Extract provided:
During the late nineties John Sargent said at a banquet in London, "The finest talent of the brush of this (the nineteenth) century is Frank Duveneck's." This tribute excepted no country or school.

Nearly twenty years have elapsed since this recognition of Duveneck's prowess was made. It is of more than common interest therefore that to-day similar verdicts are being rendered, and that Duveneck, whose name has added to Cincinnati's fame as an art center, is receiving proper recognition from his countrymen at home.

A day or two ago at a banquet at the Panama-Pacific exposition, where Duveneck has been honored by the allotment of a special exhibit, he was mentioned as being one of the four really great artists of the United States. The others were Weir, Chase and Tarbell.

Duveneck is a master in his inspired and subtle world of the brush. As a teacher, his illuminating insight, his sympathy, his patient watchfulness, and his intuition have guided many a student from obscurity into brilliant success. Such painters as Alexander, DeCamp, Twachtman, Rolshoven, and many others owed to Duveneck the shaping of their careers.

Entries shown:
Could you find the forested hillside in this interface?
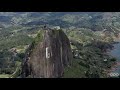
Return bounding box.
[0,12,120,78]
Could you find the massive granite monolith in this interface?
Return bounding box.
[22,30,72,78]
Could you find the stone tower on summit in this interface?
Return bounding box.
[22,29,72,78]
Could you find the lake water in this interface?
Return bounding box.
[110,42,120,74]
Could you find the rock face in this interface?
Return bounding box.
[22,30,72,78]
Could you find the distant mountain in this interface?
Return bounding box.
[0,12,120,31]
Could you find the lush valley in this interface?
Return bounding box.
[0,12,120,78]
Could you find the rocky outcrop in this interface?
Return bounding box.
[22,30,72,78]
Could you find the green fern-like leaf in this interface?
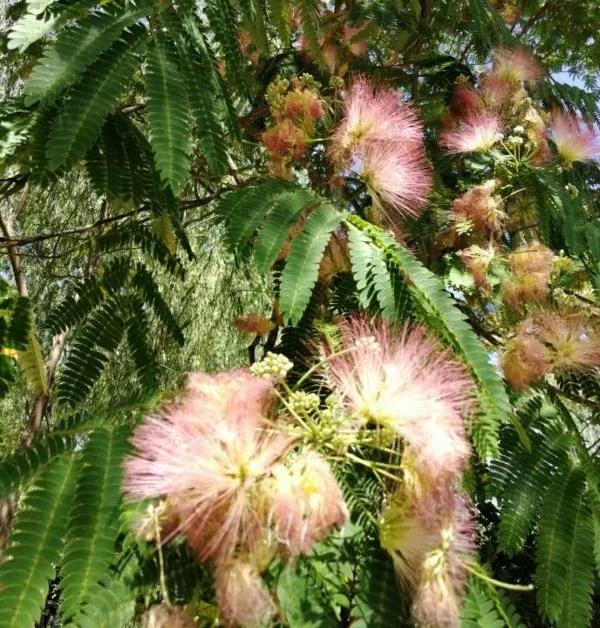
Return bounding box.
[349,216,522,458]
[350,544,412,628]
[268,0,290,44]
[254,189,314,272]
[178,13,228,174]
[0,434,75,499]
[460,578,523,628]
[348,228,399,320]
[556,484,594,628]
[47,27,145,170]
[146,37,192,191]
[61,427,129,623]
[490,412,565,556]
[279,203,342,325]
[7,0,96,52]
[204,0,249,94]
[536,467,593,625]
[132,264,185,346]
[57,299,125,406]
[127,299,158,390]
[0,456,79,628]
[18,323,48,393]
[24,2,151,104]
[218,179,297,255]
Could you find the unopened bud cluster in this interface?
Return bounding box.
[250,351,294,379]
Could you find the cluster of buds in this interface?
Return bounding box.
[452,179,505,235]
[460,244,496,290]
[262,74,325,176]
[440,48,546,158]
[502,312,600,390]
[124,370,348,626]
[250,351,294,380]
[502,240,554,313]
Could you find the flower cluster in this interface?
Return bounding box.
[502,312,600,390]
[452,179,505,235]
[440,48,547,159]
[502,240,554,313]
[124,366,347,626]
[460,244,496,289]
[297,11,368,76]
[327,319,474,626]
[262,74,325,177]
[330,78,431,225]
[550,111,600,166]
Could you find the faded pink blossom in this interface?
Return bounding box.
[412,495,476,628]
[141,604,197,628]
[521,312,600,371]
[493,48,543,83]
[550,111,600,164]
[124,371,291,560]
[328,318,472,478]
[440,111,502,153]
[452,179,506,234]
[215,560,277,628]
[269,452,348,556]
[332,78,423,162]
[353,142,431,224]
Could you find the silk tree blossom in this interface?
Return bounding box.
[328,319,472,479]
[124,371,291,560]
[452,179,506,234]
[215,559,277,627]
[354,143,431,224]
[550,111,600,164]
[521,312,600,371]
[268,452,348,556]
[492,48,543,83]
[379,488,476,628]
[440,111,502,153]
[332,78,423,163]
[502,312,600,390]
[412,496,476,628]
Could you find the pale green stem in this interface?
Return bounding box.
[464,563,535,591]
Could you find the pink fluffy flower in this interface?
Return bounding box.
[440,111,502,153]
[124,371,291,560]
[493,48,543,83]
[380,487,476,626]
[452,179,505,234]
[328,319,472,478]
[215,560,277,627]
[354,142,431,224]
[332,78,423,162]
[550,111,600,164]
[269,452,348,556]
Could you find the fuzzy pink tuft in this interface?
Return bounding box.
[452,179,506,234]
[269,452,348,556]
[329,319,472,478]
[440,111,502,153]
[353,143,431,224]
[332,78,423,162]
[550,111,600,164]
[493,48,543,83]
[215,560,277,627]
[412,496,475,628]
[124,371,291,560]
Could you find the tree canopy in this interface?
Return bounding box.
[0,0,600,628]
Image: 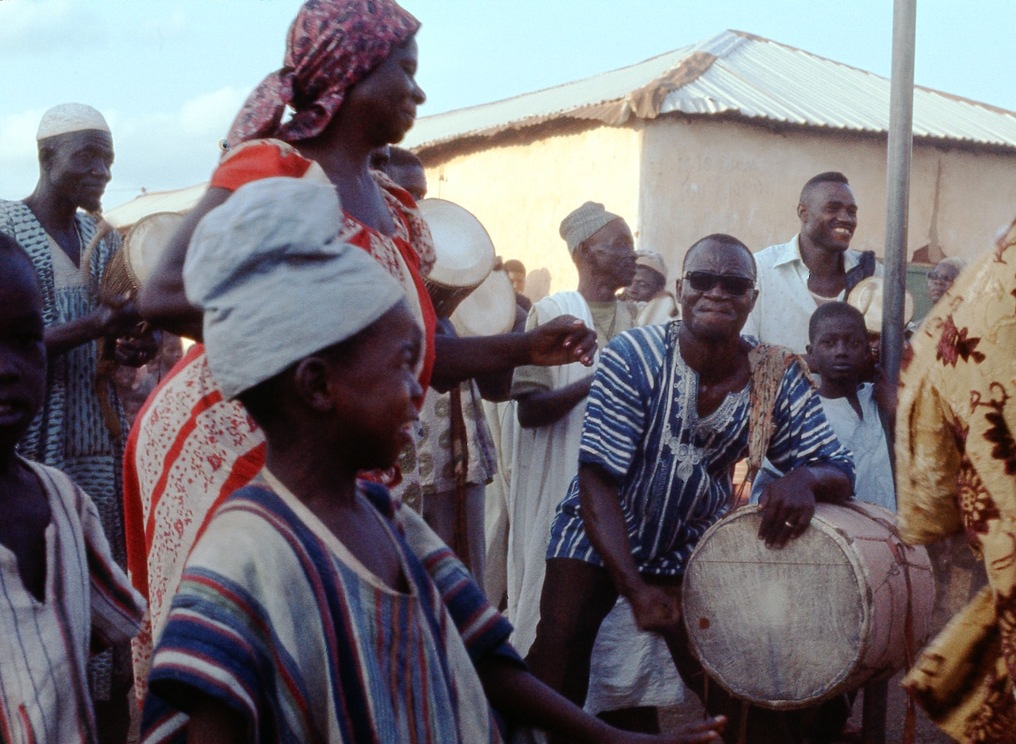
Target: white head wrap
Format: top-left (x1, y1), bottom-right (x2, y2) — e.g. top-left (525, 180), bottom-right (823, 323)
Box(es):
top-left (560, 201), bottom-right (621, 253)
top-left (36, 104), bottom-right (110, 140)
top-left (184, 178), bottom-right (403, 398)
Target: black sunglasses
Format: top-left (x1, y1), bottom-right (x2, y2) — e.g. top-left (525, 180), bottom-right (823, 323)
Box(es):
top-left (685, 271), bottom-right (755, 297)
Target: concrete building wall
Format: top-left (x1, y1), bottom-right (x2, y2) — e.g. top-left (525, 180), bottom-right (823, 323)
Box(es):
top-left (424, 127), bottom-right (641, 299)
top-left (639, 117), bottom-right (1016, 277)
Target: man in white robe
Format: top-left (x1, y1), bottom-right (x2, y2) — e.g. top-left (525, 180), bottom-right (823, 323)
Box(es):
top-left (507, 202), bottom-right (682, 728)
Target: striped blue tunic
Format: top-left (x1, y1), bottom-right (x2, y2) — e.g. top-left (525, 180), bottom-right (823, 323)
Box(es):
top-left (547, 321), bottom-right (853, 576)
top-left (141, 482), bottom-right (521, 744)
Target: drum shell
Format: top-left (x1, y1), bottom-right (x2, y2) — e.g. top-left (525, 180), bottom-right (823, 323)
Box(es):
top-left (684, 502), bottom-right (935, 709)
top-left (103, 211), bottom-right (184, 297)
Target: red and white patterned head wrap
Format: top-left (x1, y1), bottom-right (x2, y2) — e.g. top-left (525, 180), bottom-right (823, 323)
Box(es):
top-left (227, 0), bottom-right (420, 146)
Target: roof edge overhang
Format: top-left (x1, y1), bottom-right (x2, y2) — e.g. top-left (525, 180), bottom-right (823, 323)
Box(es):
top-left (414, 108), bottom-right (1016, 164)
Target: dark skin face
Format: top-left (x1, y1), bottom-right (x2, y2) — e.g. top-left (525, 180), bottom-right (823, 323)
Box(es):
top-left (342, 39), bottom-right (427, 147)
top-left (326, 303), bottom-right (423, 470)
top-left (628, 266), bottom-right (666, 302)
top-left (677, 241), bottom-right (759, 340)
top-left (0, 253), bottom-right (51, 601)
top-left (508, 270), bottom-right (525, 295)
top-left (0, 254), bottom-right (46, 457)
top-left (798, 183), bottom-right (858, 253)
top-left (41, 129), bottom-right (114, 211)
top-left (579, 220), bottom-right (636, 290)
top-left (808, 315), bottom-right (872, 397)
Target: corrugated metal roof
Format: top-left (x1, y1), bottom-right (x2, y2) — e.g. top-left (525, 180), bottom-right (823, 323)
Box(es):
top-left (405, 30), bottom-right (1016, 150)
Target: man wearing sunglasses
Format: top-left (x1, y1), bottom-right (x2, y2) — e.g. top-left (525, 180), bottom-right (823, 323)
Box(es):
top-left (745, 171), bottom-right (882, 355)
top-left (526, 230), bottom-right (853, 744)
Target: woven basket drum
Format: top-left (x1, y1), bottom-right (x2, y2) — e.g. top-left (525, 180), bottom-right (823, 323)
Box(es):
top-left (684, 502), bottom-right (935, 709)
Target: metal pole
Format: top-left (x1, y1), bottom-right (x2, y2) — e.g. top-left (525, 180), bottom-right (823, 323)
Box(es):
top-left (882, 0), bottom-right (916, 383)
top-left (863, 0), bottom-right (916, 744)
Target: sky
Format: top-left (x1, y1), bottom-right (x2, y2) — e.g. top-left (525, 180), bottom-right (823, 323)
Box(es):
top-left (0, 0), bottom-right (1016, 208)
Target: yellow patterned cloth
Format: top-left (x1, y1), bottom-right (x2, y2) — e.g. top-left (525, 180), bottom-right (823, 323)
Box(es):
top-left (896, 221), bottom-right (1016, 742)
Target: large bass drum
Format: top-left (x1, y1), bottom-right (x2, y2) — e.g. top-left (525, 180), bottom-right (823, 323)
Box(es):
top-left (419, 198), bottom-right (495, 318)
top-left (101, 211), bottom-right (184, 299)
top-left (684, 502), bottom-right (935, 709)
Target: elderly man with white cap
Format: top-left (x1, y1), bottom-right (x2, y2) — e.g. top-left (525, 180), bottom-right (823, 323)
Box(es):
top-left (507, 201), bottom-right (681, 730)
top-left (0, 104), bottom-right (154, 742)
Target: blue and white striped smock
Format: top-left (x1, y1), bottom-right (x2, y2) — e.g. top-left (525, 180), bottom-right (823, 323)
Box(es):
top-left (547, 321), bottom-right (853, 576)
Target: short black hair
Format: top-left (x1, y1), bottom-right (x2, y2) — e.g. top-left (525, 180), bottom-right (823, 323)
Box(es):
top-left (681, 233), bottom-right (758, 275)
top-left (808, 302), bottom-right (868, 344)
top-left (798, 171), bottom-right (850, 203)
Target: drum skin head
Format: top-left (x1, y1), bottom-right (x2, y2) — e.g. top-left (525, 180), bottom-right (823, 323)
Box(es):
top-left (418, 198), bottom-right (495, 288)
top-left (684, 504), bottom-right (935, 709)
top-left (121, 211), bottom-right (184, 287)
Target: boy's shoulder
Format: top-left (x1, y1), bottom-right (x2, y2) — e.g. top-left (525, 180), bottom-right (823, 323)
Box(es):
top-left (21, 457), bottom-right (91, 515)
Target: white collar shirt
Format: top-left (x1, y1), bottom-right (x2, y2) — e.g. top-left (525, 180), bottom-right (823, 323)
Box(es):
top-left (742, 235), bottom-right (882, 354)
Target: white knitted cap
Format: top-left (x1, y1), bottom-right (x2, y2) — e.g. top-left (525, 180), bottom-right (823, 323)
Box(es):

Task requirements:
**a)** Can you return the Duveneck passage from "During the late" to "countrymen at home.", word for word?
**b)** Could you take the text about Frank Duveneck further, starting after its final sentence?

Answers to the exercises:
**a)**
During the late nineties John Sargent said at a banquet in London, "The finest talent of the brush of this (the nineteenth) century is Frank Duveneck's." This tribute excepted no country or school.

Nearly twenty years have elapsed since this recognition of Duveneck's prowess was made. It is of more than common interest therefore that to-day similar verdicts are being rendered, and that Duveneck, whose name has added to Cincinnati's fame as an art center, is receiving proper recognition from his countrymen at home.

**b)**
Many Cincinnatians well remember when Frank Duveneck, as a young man, went to Munich. There he laid the foundations for that "finest talent of the brush" which enabled his eye to see and his hand to execute. His native characteristics of simplicity, quiet dignity and freedom from display have been the rocks on which his great success has been built. The qualities which make a painter and a painting take high rank are subtle and impossible of description, but those gifted with vision into the cloistered world of the artist need no aid. And it is only giving Duveneck his due as an artist to say that hundreds in America and abroad are thus able to see him as he is. 

The bequest which Duveneck recently made to the Cincinnati Museum of Art is almost unprecedented. It comprises almost his whole life work. He has guarded his treasures jealously with this one end in view. Great museums in Europe have sought his works in vain, with the result that his native city has come into possession of a comprehensive collection. The influence of this gift upon American art can not be estimated, nor the gratitude of artistic Cincinnati properly expressed.